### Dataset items

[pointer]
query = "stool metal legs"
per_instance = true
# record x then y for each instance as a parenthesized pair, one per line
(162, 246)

### YOUR OBJECTIVE
Rewrite the material with "metal" swapped for "wooden", leaving everything else unchanged.

### TASK ANSWER
[pointer]
query = "stool wooden legs"
per_instance = true
# record x then y for each instance as a parenthesized pair, one per line
(162, 246)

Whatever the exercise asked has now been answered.